## THE INPUT
——————————

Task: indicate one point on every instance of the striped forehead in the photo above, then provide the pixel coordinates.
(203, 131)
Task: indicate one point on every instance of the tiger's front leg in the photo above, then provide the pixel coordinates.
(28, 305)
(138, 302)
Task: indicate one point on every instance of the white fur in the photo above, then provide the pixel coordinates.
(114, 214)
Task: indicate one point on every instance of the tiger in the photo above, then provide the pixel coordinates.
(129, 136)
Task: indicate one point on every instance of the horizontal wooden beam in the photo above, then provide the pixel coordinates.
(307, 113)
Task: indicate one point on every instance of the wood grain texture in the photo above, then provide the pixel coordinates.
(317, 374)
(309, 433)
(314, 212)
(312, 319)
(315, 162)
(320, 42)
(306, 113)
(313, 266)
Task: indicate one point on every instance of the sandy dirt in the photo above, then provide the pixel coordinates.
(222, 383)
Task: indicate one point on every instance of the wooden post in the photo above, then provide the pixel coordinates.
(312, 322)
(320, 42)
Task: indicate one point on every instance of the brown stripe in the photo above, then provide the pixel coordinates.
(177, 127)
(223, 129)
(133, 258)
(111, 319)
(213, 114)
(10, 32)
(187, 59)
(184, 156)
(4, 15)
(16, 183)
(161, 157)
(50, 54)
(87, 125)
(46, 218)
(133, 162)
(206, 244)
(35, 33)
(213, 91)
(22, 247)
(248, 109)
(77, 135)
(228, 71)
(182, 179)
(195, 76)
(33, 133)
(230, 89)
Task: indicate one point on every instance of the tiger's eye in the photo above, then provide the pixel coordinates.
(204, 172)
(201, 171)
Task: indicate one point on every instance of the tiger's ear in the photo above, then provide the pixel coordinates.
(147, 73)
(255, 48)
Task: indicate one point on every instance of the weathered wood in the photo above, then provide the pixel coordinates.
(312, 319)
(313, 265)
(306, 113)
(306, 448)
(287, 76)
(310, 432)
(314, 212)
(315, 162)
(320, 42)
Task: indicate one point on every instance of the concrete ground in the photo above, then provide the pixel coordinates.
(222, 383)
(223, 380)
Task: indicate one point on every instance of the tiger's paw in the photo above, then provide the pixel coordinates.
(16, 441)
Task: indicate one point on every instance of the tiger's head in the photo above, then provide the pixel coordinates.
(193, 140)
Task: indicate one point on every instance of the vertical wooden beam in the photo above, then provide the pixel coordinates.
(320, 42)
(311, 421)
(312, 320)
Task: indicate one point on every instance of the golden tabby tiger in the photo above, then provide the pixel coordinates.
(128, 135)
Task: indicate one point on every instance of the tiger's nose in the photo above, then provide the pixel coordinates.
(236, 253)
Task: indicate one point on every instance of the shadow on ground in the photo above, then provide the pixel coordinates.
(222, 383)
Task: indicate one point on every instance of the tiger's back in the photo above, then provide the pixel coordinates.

——————————

## AIM OF THE EXERCISE
Please set out as a numbered list the lines from the one containing "Task: indicate one point on every instance of the weathered" through the final line above, with both of those included and any blank lines dropped.

## EXERCISE SOLUTION
1. Task: indicate one point on every instance of the weathered wood in the photo above, then provide the pixel coordinates.
2. (312, 319)
3. (313, 265)
4. (306, 113)
5. (306, 448)
6. (287, 76)
7. (310, 432)
8. (314, 212)
9. (315, 162)
10. (320, 42)
11. Task: indicate one point on every instance of the concrete ground in the photo above, then provide the pixel coordinates.
12. (222, 383)
13. (223, 380)
14. Task: indicate one point on every instance of the tiger's paw in the photo above, then provide the pixel coordinates.
15. (16, 441)
16. Task: indicate one point on every instance of the tiger's head in the photo above, then provide the pixel coordinates.
17. (193, 140)
18. Task: indicate one point on every instance of the vertical wooden beam in the photo above, then provide the pixel coordinates.
19. (320, 42)
20. (311, 421)
21. (312, 320)
22. Task: indicate one point on every instance of the golden tabby tiger in the photo above, then provide the pixel coordinates.
23. (128, 135)
24. Task: indicate one point on every instance of the tiger's nose in the photo above, then provide the pixel coordinates.
25. (236, 253)
26. Task: indicate one point on every instance of the shadow on ground in the photo above, then provide the pixel coordinates.
27. (222, 383)
28. Task: indicate one point on every instance of the tiger's back in the photo above, then provide the pixel coordinates.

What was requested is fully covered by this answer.